(Records drawn from a dataset)
········
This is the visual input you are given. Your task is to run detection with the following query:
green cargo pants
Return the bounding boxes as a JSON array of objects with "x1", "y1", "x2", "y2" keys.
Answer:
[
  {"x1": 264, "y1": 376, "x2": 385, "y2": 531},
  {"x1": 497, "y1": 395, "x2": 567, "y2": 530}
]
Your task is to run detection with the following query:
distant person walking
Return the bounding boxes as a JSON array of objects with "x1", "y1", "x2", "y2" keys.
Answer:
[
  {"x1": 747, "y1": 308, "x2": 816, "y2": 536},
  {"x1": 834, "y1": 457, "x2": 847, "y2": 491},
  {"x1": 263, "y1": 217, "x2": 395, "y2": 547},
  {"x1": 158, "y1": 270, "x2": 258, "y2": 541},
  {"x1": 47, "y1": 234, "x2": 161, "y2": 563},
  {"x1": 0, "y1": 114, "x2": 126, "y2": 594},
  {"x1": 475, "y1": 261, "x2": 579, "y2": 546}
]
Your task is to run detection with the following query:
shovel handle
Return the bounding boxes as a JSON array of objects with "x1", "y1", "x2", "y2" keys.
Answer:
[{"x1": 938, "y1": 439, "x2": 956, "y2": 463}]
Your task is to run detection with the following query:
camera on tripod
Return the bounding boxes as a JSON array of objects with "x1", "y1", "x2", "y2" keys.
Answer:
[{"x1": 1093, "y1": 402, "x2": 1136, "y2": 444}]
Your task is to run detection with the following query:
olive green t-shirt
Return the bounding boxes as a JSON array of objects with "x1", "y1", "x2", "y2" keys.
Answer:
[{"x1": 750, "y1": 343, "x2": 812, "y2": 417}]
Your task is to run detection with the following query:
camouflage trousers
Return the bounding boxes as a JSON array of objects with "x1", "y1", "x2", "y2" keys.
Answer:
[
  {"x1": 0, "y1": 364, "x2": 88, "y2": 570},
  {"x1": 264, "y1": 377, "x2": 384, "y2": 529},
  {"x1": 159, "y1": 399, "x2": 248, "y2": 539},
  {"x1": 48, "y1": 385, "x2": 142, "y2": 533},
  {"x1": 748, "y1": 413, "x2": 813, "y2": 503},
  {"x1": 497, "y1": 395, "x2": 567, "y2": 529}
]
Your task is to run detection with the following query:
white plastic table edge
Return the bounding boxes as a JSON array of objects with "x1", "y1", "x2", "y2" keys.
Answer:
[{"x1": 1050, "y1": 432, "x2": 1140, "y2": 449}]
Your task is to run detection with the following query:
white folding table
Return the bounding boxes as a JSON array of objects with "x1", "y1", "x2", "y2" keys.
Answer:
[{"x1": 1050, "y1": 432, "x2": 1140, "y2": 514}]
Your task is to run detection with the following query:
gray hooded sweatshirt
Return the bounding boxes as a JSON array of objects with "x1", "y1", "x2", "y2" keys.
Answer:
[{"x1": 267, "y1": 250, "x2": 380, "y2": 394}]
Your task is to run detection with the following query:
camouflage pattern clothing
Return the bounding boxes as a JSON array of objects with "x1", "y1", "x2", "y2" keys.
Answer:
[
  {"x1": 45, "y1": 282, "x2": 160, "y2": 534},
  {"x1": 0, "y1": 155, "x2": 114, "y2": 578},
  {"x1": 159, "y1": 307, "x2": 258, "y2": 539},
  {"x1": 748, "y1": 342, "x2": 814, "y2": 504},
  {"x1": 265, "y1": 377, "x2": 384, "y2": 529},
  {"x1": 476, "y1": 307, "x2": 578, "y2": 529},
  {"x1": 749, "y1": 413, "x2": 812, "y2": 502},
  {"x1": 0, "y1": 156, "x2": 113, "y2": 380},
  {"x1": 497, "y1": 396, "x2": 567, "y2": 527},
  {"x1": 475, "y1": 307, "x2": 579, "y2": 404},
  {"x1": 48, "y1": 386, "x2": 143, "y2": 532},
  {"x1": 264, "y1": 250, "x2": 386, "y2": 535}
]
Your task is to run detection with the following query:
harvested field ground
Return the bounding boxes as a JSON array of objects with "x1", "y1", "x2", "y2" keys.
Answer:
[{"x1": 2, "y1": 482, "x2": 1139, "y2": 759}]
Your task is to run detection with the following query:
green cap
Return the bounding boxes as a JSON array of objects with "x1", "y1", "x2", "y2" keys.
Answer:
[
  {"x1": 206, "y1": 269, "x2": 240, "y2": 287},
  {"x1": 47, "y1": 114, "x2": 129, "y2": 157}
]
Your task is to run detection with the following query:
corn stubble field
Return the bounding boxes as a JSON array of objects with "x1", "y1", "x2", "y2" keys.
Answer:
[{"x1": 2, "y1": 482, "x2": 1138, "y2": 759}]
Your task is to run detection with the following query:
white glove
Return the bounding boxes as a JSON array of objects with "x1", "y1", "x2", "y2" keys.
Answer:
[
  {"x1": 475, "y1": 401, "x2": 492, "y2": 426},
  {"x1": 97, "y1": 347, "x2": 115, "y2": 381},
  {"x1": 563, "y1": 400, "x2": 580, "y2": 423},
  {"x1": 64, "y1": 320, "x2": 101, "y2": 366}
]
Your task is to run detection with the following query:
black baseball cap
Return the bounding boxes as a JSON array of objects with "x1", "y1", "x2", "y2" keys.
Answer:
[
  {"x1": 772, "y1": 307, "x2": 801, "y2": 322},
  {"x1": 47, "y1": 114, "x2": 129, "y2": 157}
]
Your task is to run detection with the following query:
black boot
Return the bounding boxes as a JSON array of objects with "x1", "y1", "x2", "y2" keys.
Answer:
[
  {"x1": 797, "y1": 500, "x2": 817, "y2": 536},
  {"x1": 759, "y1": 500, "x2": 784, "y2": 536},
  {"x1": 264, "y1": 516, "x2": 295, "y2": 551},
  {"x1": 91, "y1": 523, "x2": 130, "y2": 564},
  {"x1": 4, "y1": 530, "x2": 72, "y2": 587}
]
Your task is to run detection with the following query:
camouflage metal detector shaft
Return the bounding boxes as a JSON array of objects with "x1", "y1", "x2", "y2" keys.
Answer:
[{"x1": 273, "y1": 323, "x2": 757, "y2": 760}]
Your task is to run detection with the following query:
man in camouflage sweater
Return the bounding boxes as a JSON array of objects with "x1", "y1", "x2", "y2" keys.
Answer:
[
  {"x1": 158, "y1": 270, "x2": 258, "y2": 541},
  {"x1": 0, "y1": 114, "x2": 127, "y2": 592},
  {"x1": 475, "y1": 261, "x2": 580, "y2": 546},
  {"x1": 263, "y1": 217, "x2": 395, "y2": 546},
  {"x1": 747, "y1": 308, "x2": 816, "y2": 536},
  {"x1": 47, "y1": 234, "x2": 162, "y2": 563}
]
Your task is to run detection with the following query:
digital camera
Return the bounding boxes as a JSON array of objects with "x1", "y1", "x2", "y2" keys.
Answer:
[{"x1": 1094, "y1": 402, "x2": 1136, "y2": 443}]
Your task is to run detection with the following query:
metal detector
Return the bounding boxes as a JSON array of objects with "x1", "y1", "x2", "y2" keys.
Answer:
········
#### [What you have to do]
Copy out, from the records above, every line that holds the string "metal".

#### [Response for this exercise]
camouflage metal detector shaft
metal detector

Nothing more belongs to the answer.